Collected data entries
■ ■ ■ ■ ■ ■ ■

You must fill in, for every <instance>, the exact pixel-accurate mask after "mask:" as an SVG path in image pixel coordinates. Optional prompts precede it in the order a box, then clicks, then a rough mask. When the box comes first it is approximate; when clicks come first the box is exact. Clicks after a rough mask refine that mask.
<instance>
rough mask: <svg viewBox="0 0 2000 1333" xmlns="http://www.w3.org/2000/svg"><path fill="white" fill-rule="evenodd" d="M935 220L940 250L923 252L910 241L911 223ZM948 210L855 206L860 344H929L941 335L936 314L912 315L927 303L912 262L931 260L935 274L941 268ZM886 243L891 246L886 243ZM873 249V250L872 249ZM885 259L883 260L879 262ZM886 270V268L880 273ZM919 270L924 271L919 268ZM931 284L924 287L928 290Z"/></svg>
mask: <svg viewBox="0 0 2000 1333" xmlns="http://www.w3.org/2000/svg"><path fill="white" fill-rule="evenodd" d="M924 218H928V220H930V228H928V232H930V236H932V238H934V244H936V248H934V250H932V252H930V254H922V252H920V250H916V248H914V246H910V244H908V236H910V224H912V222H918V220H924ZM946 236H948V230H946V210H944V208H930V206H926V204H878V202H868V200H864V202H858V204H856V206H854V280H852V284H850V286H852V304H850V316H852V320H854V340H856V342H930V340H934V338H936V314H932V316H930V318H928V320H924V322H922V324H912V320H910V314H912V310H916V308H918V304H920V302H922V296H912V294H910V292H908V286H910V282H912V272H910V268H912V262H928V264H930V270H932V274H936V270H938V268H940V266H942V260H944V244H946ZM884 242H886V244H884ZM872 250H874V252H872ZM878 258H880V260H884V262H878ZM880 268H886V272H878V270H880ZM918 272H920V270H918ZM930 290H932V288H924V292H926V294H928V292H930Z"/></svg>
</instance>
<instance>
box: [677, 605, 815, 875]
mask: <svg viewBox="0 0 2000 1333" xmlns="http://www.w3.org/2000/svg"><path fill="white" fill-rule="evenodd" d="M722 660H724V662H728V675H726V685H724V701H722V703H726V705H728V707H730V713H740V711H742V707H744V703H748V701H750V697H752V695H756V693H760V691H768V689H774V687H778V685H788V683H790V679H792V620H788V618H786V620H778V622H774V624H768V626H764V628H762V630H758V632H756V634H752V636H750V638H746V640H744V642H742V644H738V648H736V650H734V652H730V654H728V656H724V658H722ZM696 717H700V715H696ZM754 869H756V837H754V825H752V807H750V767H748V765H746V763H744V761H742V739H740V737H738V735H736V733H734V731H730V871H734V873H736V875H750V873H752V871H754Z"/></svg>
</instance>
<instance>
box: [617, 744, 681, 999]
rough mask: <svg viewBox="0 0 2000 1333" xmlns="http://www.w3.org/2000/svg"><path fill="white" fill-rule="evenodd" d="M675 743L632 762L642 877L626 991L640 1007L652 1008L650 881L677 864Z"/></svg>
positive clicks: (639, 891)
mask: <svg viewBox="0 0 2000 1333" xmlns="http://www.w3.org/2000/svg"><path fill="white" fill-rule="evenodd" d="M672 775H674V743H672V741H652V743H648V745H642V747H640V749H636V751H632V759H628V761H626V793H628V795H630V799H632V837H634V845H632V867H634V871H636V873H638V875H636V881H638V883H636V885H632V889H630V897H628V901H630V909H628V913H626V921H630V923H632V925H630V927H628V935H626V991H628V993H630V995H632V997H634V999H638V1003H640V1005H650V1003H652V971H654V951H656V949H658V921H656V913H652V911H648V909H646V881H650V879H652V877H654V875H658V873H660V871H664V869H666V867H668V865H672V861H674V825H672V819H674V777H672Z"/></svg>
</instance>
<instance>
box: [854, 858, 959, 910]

■ ■ ■ ■ ■ ■ ■

▸ **PROBLEM DESCRIPTION**
From the listing above, extract each line that contains the word "then".

▸ **SOLUTION TO THE PROBLEM**
You must fill in, for every <instance>, the exact pixel-accurate mask after "mask:" as an SVG path in image pixel coordinates. Optional prompts precede it in the order a box, then clicks, then a rough mask. When the box comes first it is approximate; when clicks come first the box is exact. Clicks after a rough mask refine that mask.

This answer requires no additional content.